PROBLEM:
Decide whether each statement agrees with the passage on the parasol paintings: (a) in the turned-left version, Suzanne stands facing the sun; (b) the 1875 "Woman with a parasol" is in the National Gallery of Art, Washington; (c) in that 1875 painting, Camille stands in full sunlight. For each, answer yes or no and quote the words of the passage that decide it.

PASSAGE FOR REVIEW:
Perfect balance is achieved by her kerchief, flying in the wind. We also get a feeling of “déjà vue” when we see the sun shining at it – isn't it much the same as the sun mingled willow leaves in the ‘River Scene’?

  1. In the turned-left version, (W 1077), Suzanne stands turned away from the sun. It seems like the wind is blowing harder. She is protecting herself more from the wind, than from the sun. The intensive shadow on the grass, we certainly recognise from our ‘Meadow scene’!

    Worth notifying is also how we can see the sun shining through (!) her parasol, in a similar way as through the hat in the ‘River scene’, and, furthermore, we have the same kind of shadow from the parasol, as from the hat in the ‘River Scene’! Please have a close look at the parasol and you will also recognise the same, easy, masterly painted outlines as in Suzanne’s dress and the table in the ‘Garden scene’.

    After having studied all these details, it is fascinating to make the same study of the details in the painting ‘Woman with a parasol’, from 1875, (W381), National Gallery of Art, Washington, (of which the above are reprises). Here we have Camille in full shadow with the sun shining from behind her. It is all there: the Shadow on the grass. The Sun glitter at her dress. The same outline of the parasol. Compare the colours in the dress here with the ‘Meadow scene’ and the colours at the shadow side of the dress.

EXERCISE DATA:
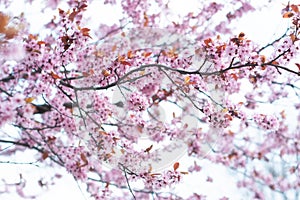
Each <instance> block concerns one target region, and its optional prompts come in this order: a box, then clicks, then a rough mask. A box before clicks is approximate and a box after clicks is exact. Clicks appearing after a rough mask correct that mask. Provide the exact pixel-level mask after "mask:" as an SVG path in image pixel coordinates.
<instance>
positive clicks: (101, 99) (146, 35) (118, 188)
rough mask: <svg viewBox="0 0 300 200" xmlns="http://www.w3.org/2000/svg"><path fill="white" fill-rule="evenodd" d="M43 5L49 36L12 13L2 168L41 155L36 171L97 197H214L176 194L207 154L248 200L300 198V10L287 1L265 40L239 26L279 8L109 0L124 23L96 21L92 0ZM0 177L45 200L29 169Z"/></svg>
mask: <svg viewBox="0 0 300 200" xmlns="http://www.w3.org/2000/svg"><path fill="white" fill-rule="evenodd" d="M0 2H1V4H3V6H4V7H6V8H10V6H11V2H10V1H4V0H3V1H0ZM43 2H44V4H43V5H45V6H44V7H42V8H41V12H42V14H41V15H43V12H46V10H53V11H54V12H55V16H54V17H53V18H52V19H51V20H50V21H46V22H45V23H44V26H43V32H42V33H40V34H36V33H32V32H31V29H30V27H31V26H33V25H34V22H31V21H28V19H27V18H26V14H18V15H14V14H15V13H14V14H12V13H9V12H7V13H6V12H5V10H3V11H1V12H0V54H1V57H0V64H1V67H0V70H1V73H0V92H1V93H0V101H1V104H0V119H1V120H0V126H1V127H2V129H1V132H0V155H1V161H0V162H1V163H3V164H4V163H6V164H7V163H8V164H10V165H22V164H24V162H23V161H22V162H18V161H15V160H11V159H10V158H11V157H12V156H13V155H15V154H17V153H18V154H19V153H23V154H24V155H25V154H26V152H28V151H30V152H31V154H30V155H31V156H32V157H29V158H28V160H32V159H35V160H36V162H29V163H28V164H31V165H36V166H38V167H39V168H64V169H65V170H66V171H67V172H68V173H70V174H71V175H72V176H73V177H74V179H75V180H76V181H78V182H79V183H80V184H84V185H85V189H86V191H87V192H88V193H89V195H90V197H91V198H93V199H206V197H207V198H209V196H208V195H207V194H202V193H199V192H198V190H197V188H194V190H193V188H191V190H190V191H186V192H185V193H184V194H182V192H181V193H180V192H178V191H179V190H180V184H182V182H184V180H185V179H186V178H187V177H189V176H194V174H197V173H199V174H201V173H203V172H202V167H203V166H201V160H206V161H207V162H209V163H210V165H222V166H224V167H226V168H227V169H228V170H229V171H230V173H232V174H233V176H235V178H236V180H237V182H236V183H237V191H238V192H241V193H243V194H245V195H248V196H249V198H250V199H270V198H278V199H298V198H299V195H300V194H299V189H300V179H299V177H300V166H299V159H300V156H299V152H300V132H299V130H300V127H299V121H300V112H299V109H300V101H299V100H300V99H299V98H300V96H299V95H300V85H299V75H300V63H299V62H298V61H297V56H298V52H299V28H300V5H298V4H296V3H292V2H288V3H286V4H282V9H281V13H277V15H279V16H281V17H282V18H284V19H285V20H287V21H289V27H288V28H287V29H286V30H279V32H282V34H281V35H279V36H278V37H277V38H276V39H274V40H273V41H271V42H270V43H268V44H260V43H257V42H256V41H252V40H251V38H248V37H247V33H246V32H243V30H240V29H239V27H236V26H235V25H236V23H237V22H238V21H239V20H240V19H242V18H243V17H244V16H245V15H246V16H247V14H248V13H250V12H255V11H258V10H266V9H268V8H269V7H271V6H273V2H271V1H270V2H269V1H260V2H259V4H257V3H255V2H254V1H250V0H249V1H246V0H229V1H227V2H224V1H215V2H210V1H199V2H197V4H195V8H194V9H193V10H191V11H187V12H183V13H181V14H178V15H177V13H176V12H174V11H173V10H172V9H171V6H170V5H171V3H172V2H171V1H163V0H156V1H151V2H148V1H143V0H140V1H131V0H122V1H119V2H117V1H109V0H106V1H104V2H103V4H104V5H106V6H107V5H108V6H110V7H115V9H116V10H118V9H120V10H121V11H122V15H120V18H119V19H118V23H115V24H112V25H111V24H109V23H106V24H105V23H98V24H97V25H96V26H95V24H93V25H91V24H90V23H89V21H90V20H91V18H88V17H86V15H87V13H88V11H89V9H90V8H91V7H93V3H94V2H93V1H91V0H83V1H77V0H69V1H67V2H61V3H60V2H59V1H55V0H47V1H46V0H45V1H43ZM26 3H27V4H28V5H30V4H33V3H34V1H27V2H26ZM181 4H183V3H181ZM183 7H184V5H183ZM117 17H118V16H117V15H116V18H117ZM249 26H250V25H249ZM254 28H255V27H254ZM261 34H264V33H261ZM26 155H27V154H26ZM182 155H185V156H188V157H189V158H190V159H191V160H192V162H190V163H189V162H187V163H182V162H179V161H178V160H179V159H180V156H182ZM60 177H61V175H60V174H57V173H53V174H52V178H51V183H49V182H44V181H43V180H42V179H41V180H39V181H38V182H37V183H36V184H37V185H39V186H40V187H41V188H44V187H48V186H49V187H48V188H49V189H50V190H51V184H55V181H56V180H57V179H59V178H60ZM206 177H207V178H206V182H207V184H210V183H211V182H213V181H214V179H215V178H212V177H211V176H209V175H207V176H206ZM1 181H2V183H3V185H4V186H3V187H2V188H1V193H8V192H14V191H17V193H18V194H19V195H20V196H21V197H23V198H35V197H36V196H35V194H26V192H25V190H26V183H27V182H29V181H30V180H26V178H24V175H22V174H20V180H19V181H18V182H16V183H13V184H11V183H9V184H8V183H7V181H6V180H5V179H2V180H1ZM176 185H178V187H176ZM174 187H176V188H178V191H177V190H173V189H172V188H174ZM216 190H218V189H217V188H216ZM37 197H38V196H37ZM219 199H228V198H227V197H226V196H225V195H223V194H220V196H219Z"/></svg>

RESPONSE BOX:
(a) No: "Suzanne stands turned away from the sun."
(b) Yes: "National Gallery of Art, Washington"
(c) No: "Here we have Camille in full shadow with the sun shining from behind her."